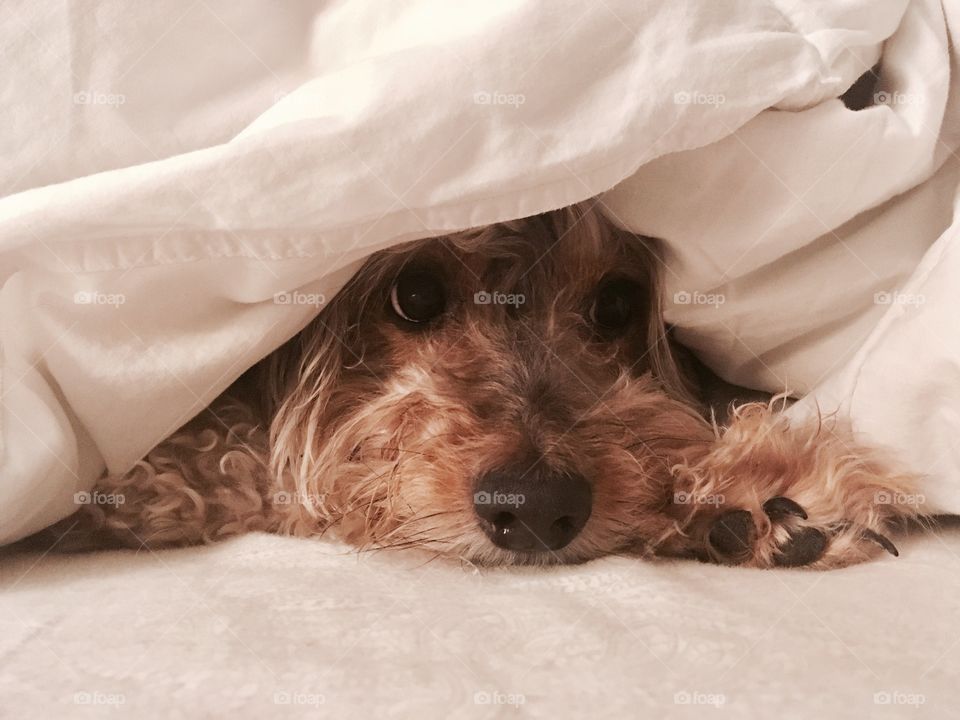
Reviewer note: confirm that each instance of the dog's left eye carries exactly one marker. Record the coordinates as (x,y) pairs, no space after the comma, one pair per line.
(615,305)
(418,296)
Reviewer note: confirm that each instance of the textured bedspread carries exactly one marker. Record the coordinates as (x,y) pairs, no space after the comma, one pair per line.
(266,627)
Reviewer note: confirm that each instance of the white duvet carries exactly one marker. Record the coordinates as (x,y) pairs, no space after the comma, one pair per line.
(185,186)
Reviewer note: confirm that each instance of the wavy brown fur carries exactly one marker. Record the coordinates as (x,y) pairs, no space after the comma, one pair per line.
(377,432)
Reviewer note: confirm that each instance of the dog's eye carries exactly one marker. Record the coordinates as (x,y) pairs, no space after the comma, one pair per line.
(418,296)
(615,305)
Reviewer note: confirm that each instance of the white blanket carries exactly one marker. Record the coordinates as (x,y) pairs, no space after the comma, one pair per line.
(186,185)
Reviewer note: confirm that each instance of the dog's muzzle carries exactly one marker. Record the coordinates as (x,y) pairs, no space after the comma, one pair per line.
(532,512)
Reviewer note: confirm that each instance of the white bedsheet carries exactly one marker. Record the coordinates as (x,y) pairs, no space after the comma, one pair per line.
(238,629)
(169,174)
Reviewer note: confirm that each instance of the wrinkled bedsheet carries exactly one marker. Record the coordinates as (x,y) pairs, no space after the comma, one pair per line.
(186,185)
(272,627)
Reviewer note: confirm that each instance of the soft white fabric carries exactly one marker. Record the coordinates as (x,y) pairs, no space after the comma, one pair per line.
(222,631)
(207,158)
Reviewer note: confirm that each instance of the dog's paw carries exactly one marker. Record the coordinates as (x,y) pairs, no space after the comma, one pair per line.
(781,534)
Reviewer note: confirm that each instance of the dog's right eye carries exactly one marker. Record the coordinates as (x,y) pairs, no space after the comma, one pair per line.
(418,296)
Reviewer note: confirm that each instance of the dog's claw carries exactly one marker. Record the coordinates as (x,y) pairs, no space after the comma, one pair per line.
(805,546)
(881,540)
(780,507)
(732,535)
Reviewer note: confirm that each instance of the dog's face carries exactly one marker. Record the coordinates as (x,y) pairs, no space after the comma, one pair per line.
(501,395)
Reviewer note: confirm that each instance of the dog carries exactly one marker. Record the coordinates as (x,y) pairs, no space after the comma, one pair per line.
(507,395)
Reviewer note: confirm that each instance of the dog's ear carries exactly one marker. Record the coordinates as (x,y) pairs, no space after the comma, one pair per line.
(669,361)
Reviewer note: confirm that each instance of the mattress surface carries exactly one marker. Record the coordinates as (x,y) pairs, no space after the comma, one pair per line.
(264,626)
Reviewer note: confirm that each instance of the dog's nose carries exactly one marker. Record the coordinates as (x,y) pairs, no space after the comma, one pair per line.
(532,512)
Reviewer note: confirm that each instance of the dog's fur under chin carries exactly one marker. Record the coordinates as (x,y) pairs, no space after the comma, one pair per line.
(376,429)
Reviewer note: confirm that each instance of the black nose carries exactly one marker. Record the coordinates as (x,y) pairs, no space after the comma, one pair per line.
(530,511)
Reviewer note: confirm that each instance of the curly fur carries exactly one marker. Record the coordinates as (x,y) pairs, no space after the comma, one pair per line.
(366,429)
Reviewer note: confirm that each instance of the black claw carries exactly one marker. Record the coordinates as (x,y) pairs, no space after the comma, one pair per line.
(780,507)
(805,546)
(732,535)
(881,540)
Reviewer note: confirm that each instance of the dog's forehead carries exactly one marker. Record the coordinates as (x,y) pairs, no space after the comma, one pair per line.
(573,258)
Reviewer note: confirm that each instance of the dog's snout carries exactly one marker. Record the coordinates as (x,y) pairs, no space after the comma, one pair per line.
(530,512)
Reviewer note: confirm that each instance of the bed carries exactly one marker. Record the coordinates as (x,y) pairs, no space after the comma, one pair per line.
(185,186)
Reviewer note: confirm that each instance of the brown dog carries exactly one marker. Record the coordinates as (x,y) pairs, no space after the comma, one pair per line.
(505,395)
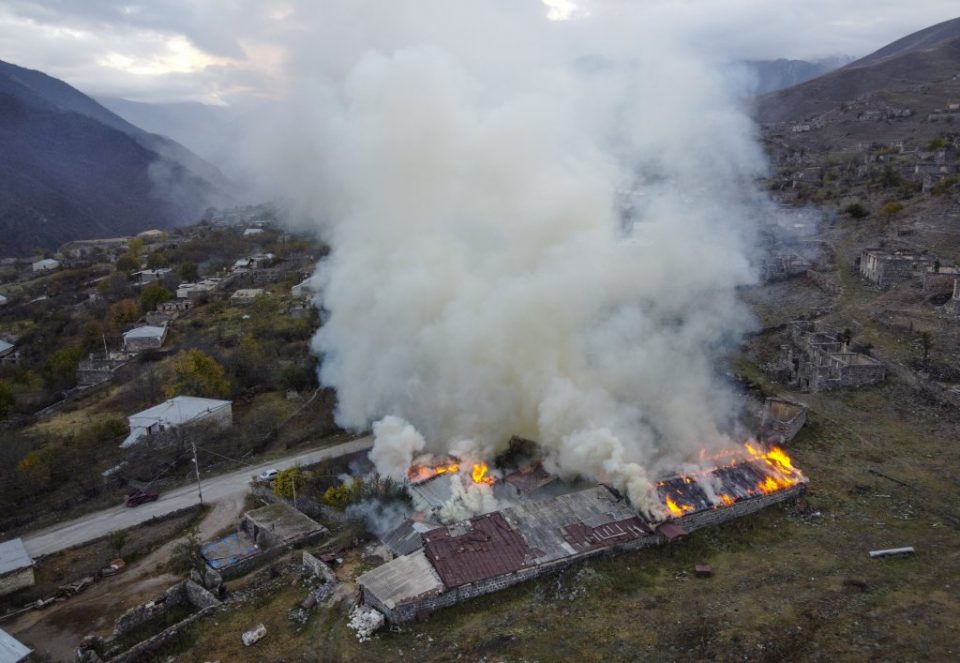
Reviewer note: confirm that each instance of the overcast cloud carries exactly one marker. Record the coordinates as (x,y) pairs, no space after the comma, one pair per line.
(222,51)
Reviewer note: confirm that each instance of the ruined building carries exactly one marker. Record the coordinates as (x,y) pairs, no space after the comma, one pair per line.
(782,420)
(819,360)
(886,268)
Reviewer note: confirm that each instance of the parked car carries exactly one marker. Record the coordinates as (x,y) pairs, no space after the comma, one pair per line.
(138,497)
(269,475)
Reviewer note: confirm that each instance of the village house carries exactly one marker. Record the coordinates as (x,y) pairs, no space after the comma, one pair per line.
(490,552)
(819,360)
(45,265)
(175,306)
(179,412)
(152,235)
(246,295)
(144,338)
(199,290)
(12,650)
(887,268)
(16,567)
(782,420)
(305,288)
(98,368)
(86,248)
(145,276)
(261,534)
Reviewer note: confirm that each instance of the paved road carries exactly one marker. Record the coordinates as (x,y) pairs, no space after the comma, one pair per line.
(94,525)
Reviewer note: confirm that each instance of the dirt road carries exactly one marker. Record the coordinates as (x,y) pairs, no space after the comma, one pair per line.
(223,487)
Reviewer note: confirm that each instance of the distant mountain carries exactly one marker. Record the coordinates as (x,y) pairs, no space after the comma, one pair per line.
(200,127)
(773,75)
(927,57)
(72,169)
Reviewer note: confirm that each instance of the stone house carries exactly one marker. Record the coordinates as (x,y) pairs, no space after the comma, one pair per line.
(98,368)
(887,268)
(819,360)
(144,338)
(16,567)
(45,265)
(179,412)
(246,295)
(145,276)
(497,550)
(782,420)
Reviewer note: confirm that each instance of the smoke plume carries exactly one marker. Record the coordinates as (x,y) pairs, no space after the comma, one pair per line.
(556,260)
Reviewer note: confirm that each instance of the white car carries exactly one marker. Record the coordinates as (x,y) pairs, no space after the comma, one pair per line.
(269,475)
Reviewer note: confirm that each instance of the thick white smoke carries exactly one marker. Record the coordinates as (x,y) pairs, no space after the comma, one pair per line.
(559,262)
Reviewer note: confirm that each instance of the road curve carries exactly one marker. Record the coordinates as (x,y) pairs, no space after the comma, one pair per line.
(95,525)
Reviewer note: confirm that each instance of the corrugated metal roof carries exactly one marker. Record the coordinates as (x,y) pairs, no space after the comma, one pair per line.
(434,492)
(13,556)
(407,537)
(488,547)
(11,649)
(146,331)
(179,410)
(544,523)
(402,580)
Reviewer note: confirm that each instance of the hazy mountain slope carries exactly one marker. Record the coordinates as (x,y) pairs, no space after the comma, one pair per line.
(773,75)
(923,58)
(71,169)
(199,127)
(925,39)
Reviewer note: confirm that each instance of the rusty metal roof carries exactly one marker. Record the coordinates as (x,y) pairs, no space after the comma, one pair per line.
(486,548)
(583,537)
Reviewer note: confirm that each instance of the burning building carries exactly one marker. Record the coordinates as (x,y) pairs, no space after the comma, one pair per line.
(531,538)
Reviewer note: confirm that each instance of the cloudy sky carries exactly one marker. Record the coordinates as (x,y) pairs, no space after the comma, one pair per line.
(223,51)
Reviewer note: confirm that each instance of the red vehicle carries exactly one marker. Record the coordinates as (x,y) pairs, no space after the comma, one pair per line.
(138,497)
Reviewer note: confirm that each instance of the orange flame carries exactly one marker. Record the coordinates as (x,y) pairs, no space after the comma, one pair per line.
(778,469)
(421,473)
(479,474)
(677,509)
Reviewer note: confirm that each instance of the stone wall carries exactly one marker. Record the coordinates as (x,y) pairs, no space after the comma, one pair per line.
(318,568)
(186,591)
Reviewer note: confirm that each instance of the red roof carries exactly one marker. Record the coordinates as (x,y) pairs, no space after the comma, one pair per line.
(489,548)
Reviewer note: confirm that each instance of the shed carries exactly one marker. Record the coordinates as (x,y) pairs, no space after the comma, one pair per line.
(177,412)
(279,524)
(45,265)
(144,338)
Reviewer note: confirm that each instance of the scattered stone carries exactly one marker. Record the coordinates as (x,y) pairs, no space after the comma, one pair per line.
(255,634)
(365,621)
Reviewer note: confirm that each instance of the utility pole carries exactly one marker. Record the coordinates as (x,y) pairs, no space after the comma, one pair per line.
(293,483)
(196,467)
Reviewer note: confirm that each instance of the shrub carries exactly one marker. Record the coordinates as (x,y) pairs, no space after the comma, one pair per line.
(289,482)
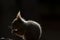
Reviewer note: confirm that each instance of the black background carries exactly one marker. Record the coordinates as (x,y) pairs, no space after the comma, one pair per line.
(45,12)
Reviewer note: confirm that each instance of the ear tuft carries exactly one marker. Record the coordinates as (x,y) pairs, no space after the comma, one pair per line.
(18,15)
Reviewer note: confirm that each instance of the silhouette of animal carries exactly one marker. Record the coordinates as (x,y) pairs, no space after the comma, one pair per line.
(27,29)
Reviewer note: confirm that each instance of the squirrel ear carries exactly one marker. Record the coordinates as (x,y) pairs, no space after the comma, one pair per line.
(18,15)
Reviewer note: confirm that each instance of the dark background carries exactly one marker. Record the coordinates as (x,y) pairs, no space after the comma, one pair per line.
(45,12)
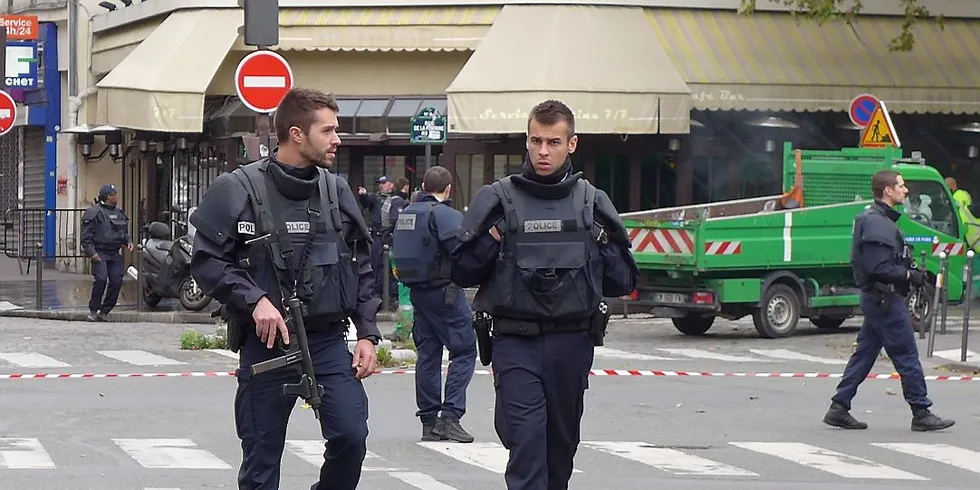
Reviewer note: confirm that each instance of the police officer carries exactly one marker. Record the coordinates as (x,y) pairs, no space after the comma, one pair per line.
(544,246)
(272,225)
(882,270)
(105,229)
(424,234)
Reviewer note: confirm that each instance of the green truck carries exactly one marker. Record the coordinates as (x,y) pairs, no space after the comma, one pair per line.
(785,257)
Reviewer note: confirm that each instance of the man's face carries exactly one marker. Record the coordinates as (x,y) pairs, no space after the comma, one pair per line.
(897,192)
(320,146)
(549,146)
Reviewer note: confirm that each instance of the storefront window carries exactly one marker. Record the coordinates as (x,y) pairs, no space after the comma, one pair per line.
(929,204)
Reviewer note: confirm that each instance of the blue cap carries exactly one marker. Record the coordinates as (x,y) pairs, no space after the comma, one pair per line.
(106,191)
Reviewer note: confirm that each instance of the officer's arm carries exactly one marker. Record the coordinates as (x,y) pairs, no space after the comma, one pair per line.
(358,237)
(620,272)
(876,258)
(89,220)
(212,260)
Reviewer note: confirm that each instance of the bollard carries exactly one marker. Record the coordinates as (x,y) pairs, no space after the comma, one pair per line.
(940,280)
(945,297)
(386,268)
(38,277)
(968,299)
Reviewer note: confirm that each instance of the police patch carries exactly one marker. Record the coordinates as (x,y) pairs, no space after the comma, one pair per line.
(542,226)
(297,227)
(405,222)
(246,228)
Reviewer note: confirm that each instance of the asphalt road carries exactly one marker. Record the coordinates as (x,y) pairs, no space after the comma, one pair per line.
(655,431)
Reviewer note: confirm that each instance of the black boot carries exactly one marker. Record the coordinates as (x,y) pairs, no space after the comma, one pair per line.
(429,429)
(449,428)
(923,420)
(838,416)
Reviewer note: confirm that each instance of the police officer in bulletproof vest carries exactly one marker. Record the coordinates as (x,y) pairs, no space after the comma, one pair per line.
(281,223)
(883,270)
(544,246)
(424,234)
(105,229)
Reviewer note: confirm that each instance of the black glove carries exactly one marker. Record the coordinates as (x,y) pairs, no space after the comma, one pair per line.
(917,277)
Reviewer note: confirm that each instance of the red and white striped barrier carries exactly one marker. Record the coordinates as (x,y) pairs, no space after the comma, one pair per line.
(594,372)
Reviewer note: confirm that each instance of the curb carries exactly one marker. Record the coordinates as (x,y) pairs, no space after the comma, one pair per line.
(176,317)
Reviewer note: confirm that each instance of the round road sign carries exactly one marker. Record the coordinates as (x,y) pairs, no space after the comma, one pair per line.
(861,109)
(262,79)
(8,112)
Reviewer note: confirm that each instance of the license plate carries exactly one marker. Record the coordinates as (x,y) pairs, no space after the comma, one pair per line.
(670,298)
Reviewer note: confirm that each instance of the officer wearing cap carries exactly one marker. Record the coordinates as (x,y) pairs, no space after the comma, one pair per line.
(544,246)
(882,271)
(424,234)
(285,225)
(105,229)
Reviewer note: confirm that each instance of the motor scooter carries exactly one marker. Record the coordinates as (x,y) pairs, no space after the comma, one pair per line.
(165,265)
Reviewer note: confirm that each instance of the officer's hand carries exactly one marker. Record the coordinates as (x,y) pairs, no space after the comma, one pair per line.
(267,321)
(365,357)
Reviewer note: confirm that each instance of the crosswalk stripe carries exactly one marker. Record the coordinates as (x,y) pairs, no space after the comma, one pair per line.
(170,453)
(31,360)
(796,356)
(621,354)
(312,450)
(420,480)
(822,459)
(139,357)
(19,453)
(703,354)
(666,459)
(944,453)
(487,455)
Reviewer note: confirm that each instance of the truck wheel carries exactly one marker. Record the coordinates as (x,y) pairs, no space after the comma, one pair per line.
(920,306)
(779,313)
(693,324)
(828,322)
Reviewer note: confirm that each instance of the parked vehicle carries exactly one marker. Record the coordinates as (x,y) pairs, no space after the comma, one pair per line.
(165,265)
(784,257)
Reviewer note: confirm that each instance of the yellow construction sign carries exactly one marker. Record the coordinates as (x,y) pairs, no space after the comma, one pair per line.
(880,132)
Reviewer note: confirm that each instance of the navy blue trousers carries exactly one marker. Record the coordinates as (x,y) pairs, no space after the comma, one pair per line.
(540,385)
(108,271)
(885,326)
(262,413)
(442,321)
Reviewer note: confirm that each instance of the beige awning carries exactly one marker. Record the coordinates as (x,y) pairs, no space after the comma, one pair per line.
(383,28)
(606,63)
(770,62)
(160,85)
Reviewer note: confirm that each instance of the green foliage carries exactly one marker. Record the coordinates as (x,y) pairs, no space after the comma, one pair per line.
(847,10)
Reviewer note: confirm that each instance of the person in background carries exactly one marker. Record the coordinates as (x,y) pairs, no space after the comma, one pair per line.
(105,229)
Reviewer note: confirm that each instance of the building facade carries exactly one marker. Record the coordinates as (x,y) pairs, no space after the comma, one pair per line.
(677,102)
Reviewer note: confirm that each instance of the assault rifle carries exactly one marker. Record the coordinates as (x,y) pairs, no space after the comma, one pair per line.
(298,352)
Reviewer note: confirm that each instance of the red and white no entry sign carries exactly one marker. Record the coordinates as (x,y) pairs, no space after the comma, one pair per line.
(8,112)
(262,79)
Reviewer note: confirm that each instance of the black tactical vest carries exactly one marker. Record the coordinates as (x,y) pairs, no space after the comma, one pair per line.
(549,266)
(328,286)
(419,259)
(862,277)
(111,232)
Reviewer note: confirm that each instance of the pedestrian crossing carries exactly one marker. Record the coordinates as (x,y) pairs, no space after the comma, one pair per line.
(449,466)
(605,356)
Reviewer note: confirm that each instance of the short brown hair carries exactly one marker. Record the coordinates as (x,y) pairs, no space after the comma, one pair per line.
(551,112)
(298,108)
(436,179)
(882,179)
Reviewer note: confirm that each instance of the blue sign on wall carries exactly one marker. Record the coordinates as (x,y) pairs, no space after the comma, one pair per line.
(21,69)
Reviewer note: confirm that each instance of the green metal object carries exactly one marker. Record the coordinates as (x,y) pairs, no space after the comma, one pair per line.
(724,258)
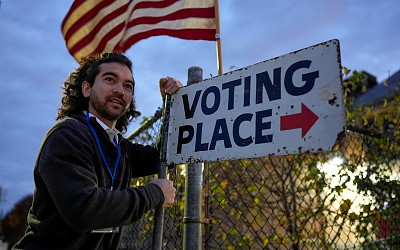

_ _ _ _

| Exercise requirements |
Please restate exactly the lines from the one containing "and white no" down to the end of the material, both ends kept, and do not include the pictures.

| Output of the task |
Reviewer note: confirm that each instance of the red and white no entry sign carries exactly one marker. Record the coordinates as (x,y) pairs, no space after the comma, one pair per line.
(8,112)
(262,79)
Reviewer note: confirm that each instance of the black tactical vest carries exactly one marker. Record the coordinates as (x,y) pairs, no space after the comma, one pair per line.
(549,266)
(328,286)
(419,259)
(862,277)
(111,232)
Reviewer note: confirm that each instance of the pedestrian crossing carries exactly one marker. Record the coordinates as (x,y) pairs, no space after the comma, one pair per line.
(449,466)
(605,356)
Reviewer note: confirm that each instance of the short brown hair carries exactly one marker. Record the coordinates as (x,y) pairs, no space after the comma, one pair per line.
(551,112)
(298,108)
(436,179)
(882,179)
Reviewer note: confirm that each instance of the blue sign on wall carries exactly one marker. Record the coordinates as (x,y) pairs, no space after the comma, one pair per line.
(21,69)
Reviewer note: confirm that each instance of the green metal object carries exactly one marker. Record the coordinates as (x,y) pairs, no space after the comma, one pair per line.
(724,258)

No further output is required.